_YOUR TASKS:_
- 1) Identify every line of the listing below that contains the string "person", and copy each of those lines.
- 2) Pick up the blog post on Twitter's new design and CSS customization right after its final sentence and continue it.

_EXCERPTED TEXT:_
New Twitter Design and CSS Customization
by Stuart Robertson on September 18th, 2008 | Social Media
Twitter has updated with a new design that’s mostly cosmetic changes – the most noticeable of which is that the tabs at the top of the timeline have been moved to the right-hand sidebar. This makes room for new tabs which will introduced sometime in the near future.
However, what I found most interesting about the updated design wasn’t the visual differences. There is also one important coding change: each tweet now has html you can use to identify it and control it’s formatting with CSS.
As with the previous design, each tweet is on a separate table row ( a TR tag). What’s different with this version is that each table row uses a class name that matches the user ID of the person making that tweet.
<tr id="status_926621322" class="hentry designmeme">
This means you can now use Greasemonkey or a user stylesheet to add CSS to specific twitter users.
Have someone you don’t want to miss?
tr.designmeme { background:#fc0; color:#333; }

Or perhaps someone who’s posting to Twitter just a little too often at the moment—but you don’t want to take the step of unfollowing them.

_DATA EXCERPTS:_
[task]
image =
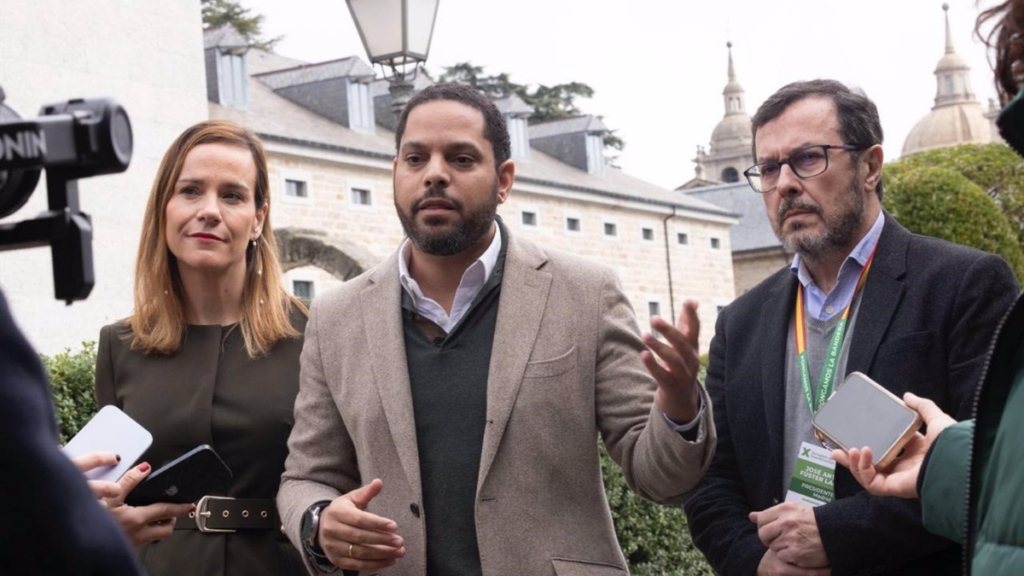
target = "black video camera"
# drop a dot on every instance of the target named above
(73, 139)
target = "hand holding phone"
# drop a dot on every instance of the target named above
(186, 479)
(861, 413)
(901, 478)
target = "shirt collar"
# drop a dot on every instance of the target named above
(860, 252)
(486, 261)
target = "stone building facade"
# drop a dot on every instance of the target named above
(327, 129)
(148, 56)
(331, 181)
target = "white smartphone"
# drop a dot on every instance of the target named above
(862, 413)
(111, 430)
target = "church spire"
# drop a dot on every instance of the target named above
(952, 75)
(732, 70)
(949, 35)
(733, 93)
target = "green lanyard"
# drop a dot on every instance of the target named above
(835, 346)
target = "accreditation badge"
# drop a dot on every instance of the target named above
(813, 479)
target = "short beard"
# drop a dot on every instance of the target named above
(840, 230)
(450, 240)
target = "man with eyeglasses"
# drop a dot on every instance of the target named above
(862, 294)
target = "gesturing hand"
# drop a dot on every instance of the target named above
(143, 524)
(900, 478)
(677, 372)
(792, 532)
(355, 539)
(770, 565)
(100, 488)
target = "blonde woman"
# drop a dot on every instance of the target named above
(210, 355)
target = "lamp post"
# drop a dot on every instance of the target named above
(396, 34)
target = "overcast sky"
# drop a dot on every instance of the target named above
(658, 67)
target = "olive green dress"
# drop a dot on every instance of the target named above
(211, 393)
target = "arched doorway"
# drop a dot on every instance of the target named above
(313, 261)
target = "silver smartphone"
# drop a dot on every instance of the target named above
(862, 413)
(111, 430)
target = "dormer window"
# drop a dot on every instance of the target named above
(232, 78)
(595, 154)
(360, 107)
(519, 135)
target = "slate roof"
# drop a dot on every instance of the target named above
(307, 73)
(586, 123)
(754, 231)
(513, 105)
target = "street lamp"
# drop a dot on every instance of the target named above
(396, 34)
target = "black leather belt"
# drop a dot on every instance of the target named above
(221, 513)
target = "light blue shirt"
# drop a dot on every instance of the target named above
(821, 305)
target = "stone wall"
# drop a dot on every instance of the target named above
(753, 268)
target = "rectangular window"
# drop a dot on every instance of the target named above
(653, 309)
(360, 107)
(233, 79)
(361, 197)
(518, 135)
(296, 189)
(303, 289)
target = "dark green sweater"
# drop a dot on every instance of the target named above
(449, 378)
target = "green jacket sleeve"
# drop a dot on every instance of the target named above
(944, 485)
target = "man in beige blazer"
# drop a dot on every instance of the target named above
(452, 398)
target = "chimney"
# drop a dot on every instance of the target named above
(578, 141)
(226, 74)
(338, 90)
(516, 113)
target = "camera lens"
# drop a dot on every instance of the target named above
(121, 135)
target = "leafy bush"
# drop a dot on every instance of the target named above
(73, 380)
(654, 539)
(943, 203)
(994, 167)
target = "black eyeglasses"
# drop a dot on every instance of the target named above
(806, 163)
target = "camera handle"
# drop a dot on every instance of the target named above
(68, 232)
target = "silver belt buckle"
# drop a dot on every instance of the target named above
(203, 515)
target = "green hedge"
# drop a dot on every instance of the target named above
(654, 539)
(73, 381)
(943, 203)
(994, 167)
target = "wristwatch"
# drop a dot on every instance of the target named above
(310, 527)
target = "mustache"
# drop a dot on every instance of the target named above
(791, 204)
(435, 193)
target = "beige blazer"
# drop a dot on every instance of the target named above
(565, 368)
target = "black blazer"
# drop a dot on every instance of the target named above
(50, 523)
(928, 314)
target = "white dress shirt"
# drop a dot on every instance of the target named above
(472, 282)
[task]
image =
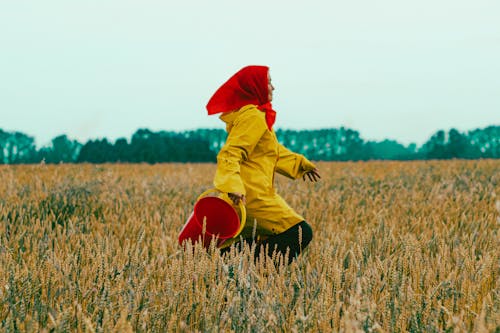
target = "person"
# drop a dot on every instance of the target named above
(247, 163)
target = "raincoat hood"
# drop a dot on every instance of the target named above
(248, 86)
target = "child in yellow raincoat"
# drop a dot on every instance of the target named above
(247, 163)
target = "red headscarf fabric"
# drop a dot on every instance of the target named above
(248, 86)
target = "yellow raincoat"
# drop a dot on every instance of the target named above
(247, 164)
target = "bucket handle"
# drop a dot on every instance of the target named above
(240, 205)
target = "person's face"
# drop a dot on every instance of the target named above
(270, 87)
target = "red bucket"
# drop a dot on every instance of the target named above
(221, 222)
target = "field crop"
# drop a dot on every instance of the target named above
(398, 246)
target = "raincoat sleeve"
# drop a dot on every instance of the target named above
(246, 131)
(292, 165)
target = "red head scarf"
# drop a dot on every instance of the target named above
(248, 86)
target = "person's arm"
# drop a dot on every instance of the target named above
(246, 131)
(294, 165)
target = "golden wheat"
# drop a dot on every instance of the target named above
(397, 247)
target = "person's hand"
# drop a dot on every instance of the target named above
(236, 197)
(313, 175)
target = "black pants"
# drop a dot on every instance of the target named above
(293, 241)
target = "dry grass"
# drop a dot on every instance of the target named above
(397, 247)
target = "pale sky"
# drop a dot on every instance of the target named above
(388, 68)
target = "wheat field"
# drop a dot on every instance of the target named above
(397, 247)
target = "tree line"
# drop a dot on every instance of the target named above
(202, 145)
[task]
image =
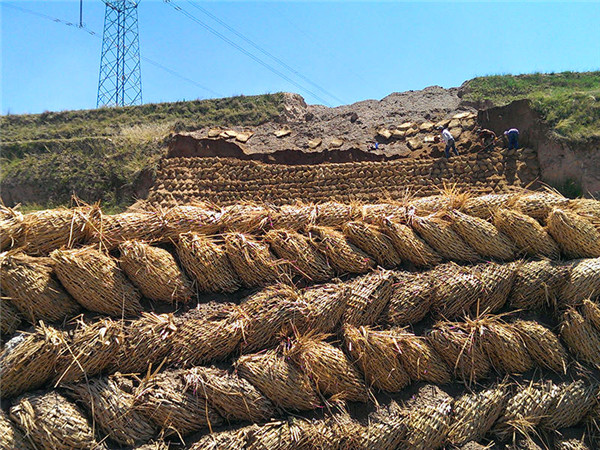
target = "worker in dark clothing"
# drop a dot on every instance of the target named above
(449, 140)
(488, 139)
(513, 138)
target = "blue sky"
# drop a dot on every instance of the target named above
(353, 50)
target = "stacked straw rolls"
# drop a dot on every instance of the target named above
(493, 300)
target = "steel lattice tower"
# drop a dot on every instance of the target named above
(120, 81)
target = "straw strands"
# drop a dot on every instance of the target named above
(207, 263)
(575, 234)
(527, 233)
(252, 260)
(376, 355)
(482, 236)
(373, 242)
(28, 361)
(439, 234)
(330, 369)
(233, 397)
(409, 246)
(300, 254)
(53, 422)
(280, 381)
(34, 291)
(96, 282)
(174, 406)
(155, 273)
(343, 256)
(114, 411)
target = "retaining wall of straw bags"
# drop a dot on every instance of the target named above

_EXPECTED OUTPUTS:_
- 1)
target = "person"
target = "person's face"
target = "person's arm"
target = "person's hand"

- 2)
tr.mrchatterbox { display:none; } /* The Tweet Sweeper */
There’s nothing to see
Or just about any other change you might want to make on a user-by-user basis.
tr.designmeme td.thumb a { overflow:hidden; display:block;}
tr.designmeme td.thumb a img { padding-left:48px; background:url("http://someurl.com/upgrayedd.jpg");}

So while the new Twitter might not look like that much of a change at first… I’m very pleased with the changes that were made, and looking forward to seeing all the customizations that will follow.
If you’ve got some ideas for customizations please leave a comment, or get in touch with me on Twitter.
Upddate Sept 19, 2008
Shortly after writing this post it looks like Twitter was downgraded slightly and the necessary classes were removed from the TR tags. Since there are already a number of 3rd party Twitter clients that change the appearance of the content in Twitter, I don’t think that had anything to do with users doing CSS customizations for their personal viewing of Twitter. I’m guessing there’s some technical reason why they couldn’t include them, but I haven’t heard back from @ev about what happened yet.
In the meantime I wrote a user script for greasemonkey that will add the username as a class on the TR tag of each Twitter post. If you run the script, the CSS customizations mentioned above will continue to work. Keep in mind this is just adjusting your personal view of Twitter, and not changing the experience for other users.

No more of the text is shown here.